§ WORK ORDER 1: According to the text on bryology, in what year did The Bryologist begin publication?
§ WORK ORDER 2: Using the text on bryology, explain why the field is often studied along with lichenology.
§ WORK ORDER 3: Quote the text on bryology from "Bryology (from Greek" up to and including "arranged a taxonomy.".

Bryology (from Greek , a moss, a liverwort) is the branch of botany concerned with the scientific study of bryophytes (mosses, liverworts, and hornworts).  Bryologists are people who have an active interest in observing, recording, classifying or researching bryophytes. The field is often studied along with lichenology due to the similar appearance and ecological niche of the two organisms, even though bryophytes and lichens are not classified in the same kingdom.

History
Bryophytes were first studied in detail in the 18th century. The German botanist Johann Jacob Dillenius (1687–1747) was a professor at Oxford and in 1717 produced the work "Reproduction of the ferns and mosses." The beginning of bryology really belongs to the work of Johannes Hedwig, who clarified the reproductive system of mosses (1792, Fundamentum historiae naturalist muscorum) and arranged a taxonomy.

Research 
Areas of research include bryophyte taxonomy, bryophytes as bioindicators, DNA sequencing, and the interdependency of bryophytes and other plant and animal species. Among other things, scientists have discovered parasitic bryophytes such as Cryptothallus and potentially carnivorous liverworts such as Colura zoophaga and Pleurozia.

Centers of research in bryology include the University of Bonn in Germany, the University of Helsinki in Finland and the New York Botanical Garden.

Journal
The Bryologist a scientific journal began publication in 1898, and includes articles on all aspects of the biology of mosses, hornworts, liverworts and lichens and also book reviews. It is published by The American Bryological and Lichenological Society.

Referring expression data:
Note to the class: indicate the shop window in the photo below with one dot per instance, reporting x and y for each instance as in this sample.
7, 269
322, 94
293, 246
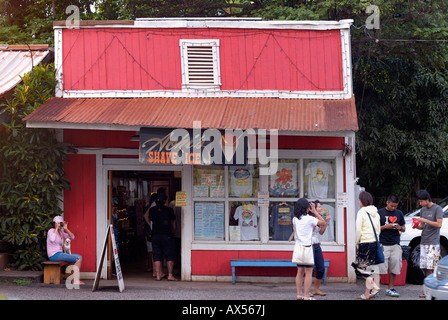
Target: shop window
208, 182
243, 181
209, 221
200, 64
244, 221
226, 199
319, 179
285, 182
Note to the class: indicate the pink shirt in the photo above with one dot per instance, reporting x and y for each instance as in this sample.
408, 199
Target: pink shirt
55, 242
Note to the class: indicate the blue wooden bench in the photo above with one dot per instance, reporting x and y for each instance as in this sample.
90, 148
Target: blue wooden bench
268, 263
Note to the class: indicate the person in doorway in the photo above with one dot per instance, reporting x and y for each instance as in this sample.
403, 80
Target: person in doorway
318, 255
365, 264
162, 219
304, 222
430, 222
148, 237
55, 240
392, 223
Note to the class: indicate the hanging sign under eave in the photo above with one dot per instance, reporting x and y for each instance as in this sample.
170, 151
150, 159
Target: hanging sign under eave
193, 146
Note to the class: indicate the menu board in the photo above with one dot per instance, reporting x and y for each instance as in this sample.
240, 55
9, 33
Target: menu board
209, 221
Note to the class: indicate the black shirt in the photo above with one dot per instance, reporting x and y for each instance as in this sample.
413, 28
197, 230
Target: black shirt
161, 218
389, 237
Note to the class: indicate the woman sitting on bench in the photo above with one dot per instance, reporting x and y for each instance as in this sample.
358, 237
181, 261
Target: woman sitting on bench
55, 240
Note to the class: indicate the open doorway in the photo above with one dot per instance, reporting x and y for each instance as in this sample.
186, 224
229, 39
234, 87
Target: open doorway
130, 193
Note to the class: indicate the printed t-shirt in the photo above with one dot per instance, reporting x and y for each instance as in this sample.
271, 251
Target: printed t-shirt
247, 217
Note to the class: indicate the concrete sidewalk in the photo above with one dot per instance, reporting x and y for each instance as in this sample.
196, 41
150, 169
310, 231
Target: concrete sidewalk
146, 288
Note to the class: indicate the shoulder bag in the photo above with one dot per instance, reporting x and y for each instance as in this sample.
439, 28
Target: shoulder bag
302, 255
379, 251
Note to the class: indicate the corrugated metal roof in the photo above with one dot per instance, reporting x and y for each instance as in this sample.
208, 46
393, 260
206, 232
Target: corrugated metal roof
220, 113
15, 61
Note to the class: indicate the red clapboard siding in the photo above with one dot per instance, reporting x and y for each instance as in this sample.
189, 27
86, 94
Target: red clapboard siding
250, 59
80, 208
100, 139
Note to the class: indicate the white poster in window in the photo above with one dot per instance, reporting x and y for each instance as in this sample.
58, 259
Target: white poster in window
284, 181
318, 173
209, 221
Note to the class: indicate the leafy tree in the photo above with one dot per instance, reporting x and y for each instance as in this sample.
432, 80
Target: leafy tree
33, 182
400, 82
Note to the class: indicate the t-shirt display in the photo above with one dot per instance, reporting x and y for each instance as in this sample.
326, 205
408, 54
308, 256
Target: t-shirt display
281, 221
318, 173
209, 221
284, 181
247, 216
241, 179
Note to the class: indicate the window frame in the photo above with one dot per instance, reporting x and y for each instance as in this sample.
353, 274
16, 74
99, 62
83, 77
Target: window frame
274, 245
184, 44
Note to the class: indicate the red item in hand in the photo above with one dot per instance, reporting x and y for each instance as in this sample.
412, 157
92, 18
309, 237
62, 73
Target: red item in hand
415, 223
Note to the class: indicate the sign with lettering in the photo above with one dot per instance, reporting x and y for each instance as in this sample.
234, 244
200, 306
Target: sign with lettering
193, 146
110, 235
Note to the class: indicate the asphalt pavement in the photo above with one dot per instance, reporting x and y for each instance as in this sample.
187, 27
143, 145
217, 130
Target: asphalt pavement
144, 287
186, 299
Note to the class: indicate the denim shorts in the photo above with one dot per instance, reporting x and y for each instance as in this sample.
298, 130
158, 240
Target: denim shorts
61, 256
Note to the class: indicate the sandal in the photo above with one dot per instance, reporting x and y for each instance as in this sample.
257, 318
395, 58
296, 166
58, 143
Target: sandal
374, 292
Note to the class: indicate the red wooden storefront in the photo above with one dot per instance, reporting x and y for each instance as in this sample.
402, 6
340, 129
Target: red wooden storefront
118, 77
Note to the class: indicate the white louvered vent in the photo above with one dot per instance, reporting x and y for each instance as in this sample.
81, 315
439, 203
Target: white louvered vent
200, 67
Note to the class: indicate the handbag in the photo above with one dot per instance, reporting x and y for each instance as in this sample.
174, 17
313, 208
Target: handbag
379, 251
302, 254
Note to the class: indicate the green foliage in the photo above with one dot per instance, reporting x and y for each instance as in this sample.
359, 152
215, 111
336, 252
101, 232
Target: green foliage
34, 180
400, 80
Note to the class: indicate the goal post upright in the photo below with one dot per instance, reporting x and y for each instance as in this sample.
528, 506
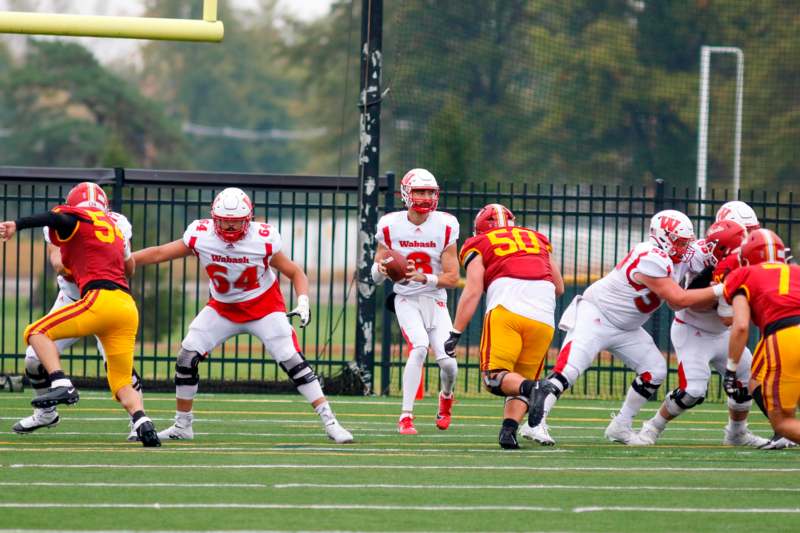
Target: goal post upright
207, 30
702, 129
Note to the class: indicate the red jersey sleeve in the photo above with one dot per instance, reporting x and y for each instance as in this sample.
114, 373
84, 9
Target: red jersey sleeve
736, 282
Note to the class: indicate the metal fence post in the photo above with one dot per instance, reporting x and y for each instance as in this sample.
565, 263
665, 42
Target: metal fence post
386, 323
369, 167
119, 180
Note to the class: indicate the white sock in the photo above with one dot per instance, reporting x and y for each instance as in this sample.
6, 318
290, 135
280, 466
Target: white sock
325, 413
412, 374
631, 407
737, 425
448, 370
658, 421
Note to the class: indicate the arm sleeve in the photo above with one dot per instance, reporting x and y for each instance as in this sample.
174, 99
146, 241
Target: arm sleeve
63, 223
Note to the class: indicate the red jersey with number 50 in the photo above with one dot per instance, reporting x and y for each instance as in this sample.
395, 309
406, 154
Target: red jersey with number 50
423, 244
773, 290
625, 302
511, 252
243, 286
95, 250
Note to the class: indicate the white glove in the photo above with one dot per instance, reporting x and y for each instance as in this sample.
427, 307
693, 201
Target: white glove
303, 310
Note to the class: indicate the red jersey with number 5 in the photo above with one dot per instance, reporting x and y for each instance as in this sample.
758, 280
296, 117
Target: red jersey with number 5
95, 250
773, 290
511, 252
242, 285
624, 301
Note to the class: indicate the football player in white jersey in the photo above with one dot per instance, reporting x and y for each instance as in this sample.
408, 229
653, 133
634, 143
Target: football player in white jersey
610, 315
701, 341
240, 259
427, 238
69, 293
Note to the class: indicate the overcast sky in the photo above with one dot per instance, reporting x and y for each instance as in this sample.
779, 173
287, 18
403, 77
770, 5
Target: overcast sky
113, 49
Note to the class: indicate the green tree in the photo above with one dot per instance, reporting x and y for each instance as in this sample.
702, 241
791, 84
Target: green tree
65, 109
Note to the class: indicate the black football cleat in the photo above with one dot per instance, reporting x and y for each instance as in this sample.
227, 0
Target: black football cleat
508, 438
148, 435
56, 395
539, 394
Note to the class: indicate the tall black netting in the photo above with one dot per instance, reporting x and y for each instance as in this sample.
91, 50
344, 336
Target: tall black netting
602, 92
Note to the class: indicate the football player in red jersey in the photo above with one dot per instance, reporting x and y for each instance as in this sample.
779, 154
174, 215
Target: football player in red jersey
767, 291
93, 249
513, 265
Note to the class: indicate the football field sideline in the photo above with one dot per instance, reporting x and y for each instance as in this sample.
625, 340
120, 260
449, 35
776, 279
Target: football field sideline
267, 469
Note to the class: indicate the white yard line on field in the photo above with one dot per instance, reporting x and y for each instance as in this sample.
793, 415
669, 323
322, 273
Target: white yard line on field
196, 466
542, 486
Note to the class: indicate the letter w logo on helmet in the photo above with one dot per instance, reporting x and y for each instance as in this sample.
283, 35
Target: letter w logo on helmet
669, 224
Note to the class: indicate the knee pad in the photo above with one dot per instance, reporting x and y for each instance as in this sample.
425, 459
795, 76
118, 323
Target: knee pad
523, 399
644, 386
186, 368
493, 381
759, 399
684, 399
298, 370
35, 371
136, 381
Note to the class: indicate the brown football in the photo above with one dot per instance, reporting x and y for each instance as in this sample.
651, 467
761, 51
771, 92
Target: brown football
395, 264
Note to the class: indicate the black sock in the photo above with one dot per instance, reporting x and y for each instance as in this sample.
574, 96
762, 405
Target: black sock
510, 423
526, 387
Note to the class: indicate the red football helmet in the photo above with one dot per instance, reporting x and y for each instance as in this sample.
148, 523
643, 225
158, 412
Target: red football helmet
88, 194
493, 216
419, 179
763, 246
231, 205
724, 237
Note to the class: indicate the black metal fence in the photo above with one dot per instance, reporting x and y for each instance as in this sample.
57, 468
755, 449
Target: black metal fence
591, 227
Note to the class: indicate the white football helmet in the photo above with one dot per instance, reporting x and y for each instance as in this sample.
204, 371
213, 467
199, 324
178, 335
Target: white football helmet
672, 231
419, 179
739, 212
230, 205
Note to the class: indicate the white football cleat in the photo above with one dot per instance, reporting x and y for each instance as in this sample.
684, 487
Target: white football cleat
648, 435
177, 431
778, 443
618, 431
39, 419
337, 433
540, 434
743, 438
132, 435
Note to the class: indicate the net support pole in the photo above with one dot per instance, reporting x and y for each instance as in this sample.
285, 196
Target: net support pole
368, 172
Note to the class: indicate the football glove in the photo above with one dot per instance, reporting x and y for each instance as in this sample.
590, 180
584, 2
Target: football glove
734, 388
450, 343
303, 310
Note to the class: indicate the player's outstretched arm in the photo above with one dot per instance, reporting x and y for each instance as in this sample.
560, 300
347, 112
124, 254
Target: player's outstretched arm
471, 295
159, 254
558, 281
678, 298
292, 270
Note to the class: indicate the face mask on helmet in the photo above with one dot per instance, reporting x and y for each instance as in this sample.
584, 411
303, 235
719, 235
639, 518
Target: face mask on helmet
231, 212
723, 238
762, 246
493, 216
672, 231
419, 190
87, 194
739, 212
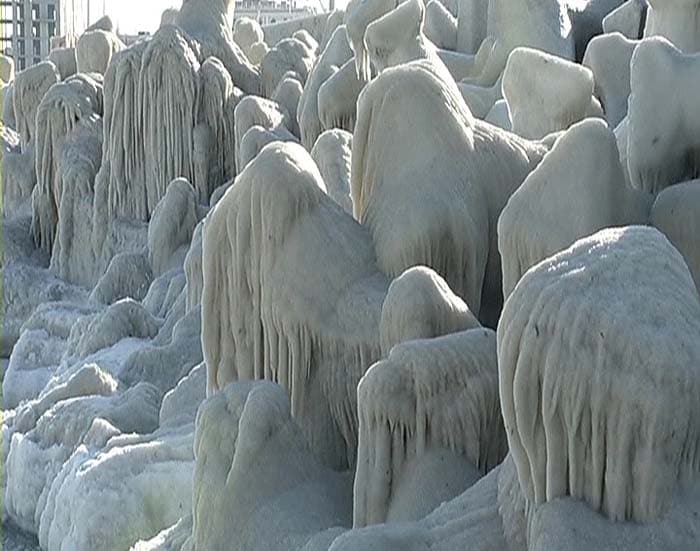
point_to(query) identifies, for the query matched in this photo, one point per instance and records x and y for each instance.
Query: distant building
(28, 27)
(267, 12)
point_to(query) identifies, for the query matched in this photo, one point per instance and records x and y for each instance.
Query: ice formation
(29, 88)
(546, 94)
(246, 32)
(336, 53)
(397, 37)
(675, 214)
(410, 458)
(95, 49)
(251, 461)
(629, 19)
(7, 69)
(210, 23)
(358, 15)
(337, 98)
(577, 190)
(287, 55)
(676, 20)
(169, 63)
(662, 147)
(609, 56)
(62, 108)
(332, 153)
(257, 111)
(244, 282)
(65, 60)
(454, 153)
(276, 334)
(606, 380)
(420, 305)
(440, 25)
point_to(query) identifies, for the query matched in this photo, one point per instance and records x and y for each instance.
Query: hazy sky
(144, 15)
(138, 15)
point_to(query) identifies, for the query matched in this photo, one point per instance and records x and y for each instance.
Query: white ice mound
(578, 189)
(609, 56)
(429, 198)
(574, 372)
(546, 93)
(251, 465)
(663, 144)
(336, 53)
(95, 49)
(272, 246)
(210, 23)
(676, 213)
(29, 88)
(629, 19)
(289, 54)
(676, 20)
(420, 305)
(332, 153)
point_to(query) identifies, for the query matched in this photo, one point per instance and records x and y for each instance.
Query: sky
(132, 16)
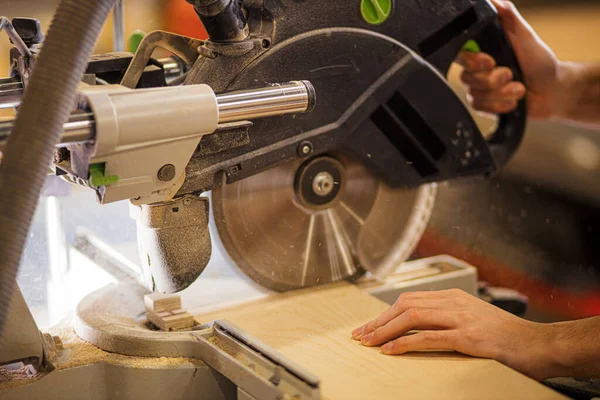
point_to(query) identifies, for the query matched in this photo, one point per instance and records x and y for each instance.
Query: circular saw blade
(283, 245)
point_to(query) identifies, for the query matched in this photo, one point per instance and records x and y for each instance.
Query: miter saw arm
(300, 199)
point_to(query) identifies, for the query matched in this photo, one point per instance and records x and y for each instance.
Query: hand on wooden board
(455, 320)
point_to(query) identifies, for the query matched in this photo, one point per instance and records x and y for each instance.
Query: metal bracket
(24, 64)
(182, 46)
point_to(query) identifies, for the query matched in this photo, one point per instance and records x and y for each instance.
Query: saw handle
(511, 127)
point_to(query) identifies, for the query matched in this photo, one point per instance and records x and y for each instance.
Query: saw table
(280, 344)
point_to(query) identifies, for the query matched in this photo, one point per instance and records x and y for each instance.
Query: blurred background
(534, 228)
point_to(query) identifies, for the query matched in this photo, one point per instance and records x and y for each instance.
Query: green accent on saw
(472, 46)
(375, 12)
(135, 39)
(97, 178)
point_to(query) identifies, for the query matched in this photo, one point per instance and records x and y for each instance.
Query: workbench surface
(313, 328)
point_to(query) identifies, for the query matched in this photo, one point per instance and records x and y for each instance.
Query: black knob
(29, 29)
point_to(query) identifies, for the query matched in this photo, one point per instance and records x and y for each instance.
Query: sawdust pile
(76, 352)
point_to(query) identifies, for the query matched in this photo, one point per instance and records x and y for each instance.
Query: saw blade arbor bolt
(323, 184)
(166, 173)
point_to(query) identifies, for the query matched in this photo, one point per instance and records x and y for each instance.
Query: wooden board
(313, 329)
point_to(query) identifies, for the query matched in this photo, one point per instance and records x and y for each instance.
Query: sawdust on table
(77, 352)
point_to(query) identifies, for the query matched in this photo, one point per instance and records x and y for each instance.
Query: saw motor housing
(383, 98)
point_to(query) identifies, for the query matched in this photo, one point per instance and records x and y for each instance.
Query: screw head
(323, 184)
(305, 148)
(166, 173)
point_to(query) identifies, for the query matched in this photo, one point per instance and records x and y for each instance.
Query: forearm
(575, 349)
(580, 87)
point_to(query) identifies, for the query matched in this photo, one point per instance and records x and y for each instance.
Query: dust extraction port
(410, 134)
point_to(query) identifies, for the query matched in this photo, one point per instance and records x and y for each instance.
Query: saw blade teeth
(283, 243)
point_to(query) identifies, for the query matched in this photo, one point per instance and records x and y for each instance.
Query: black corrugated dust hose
(49, 99)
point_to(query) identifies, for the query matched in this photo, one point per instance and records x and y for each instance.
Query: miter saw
(319, 128)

§ EXPECTED OUTPUT 1: 1898

§ EXPECTED OUTPUT 2: Bryology is often studied along with lichenology because bryophytes and lichens are similar in appearance and occupy a similar ecological niche. This is the case even though the two are not classified in the same kingdom.

§ EXPECTED OUTPUT 3:
Bryology (from Greek , a moss, a liverwort) is the branch of botany concerned with the scientific study of bryophytes (mosses, liverworts, and hornworts).  Bryologists are people who have an active interest in observing, recording, classifying or researching bryophytes. The field is often studied along with lichenology due to the similar appearance and ecological niche of the two organisms, even though bryophytes and lichens are not classified in the same kingdom.

History
Bryophytes were first studied in detail in the 18th century. The German botanist Johann Jacob Dillenius (1687–1747) was a professor at Oxford and in 1717 produced the work "Reproduction of the ferns and mosses." The beginning of bryology really belongs to the work of Johannes Hedwig, who clarified the reproductive system of mosses (1792, Fundamentum historiae naturalist muscorum) and arranged a taxonomy.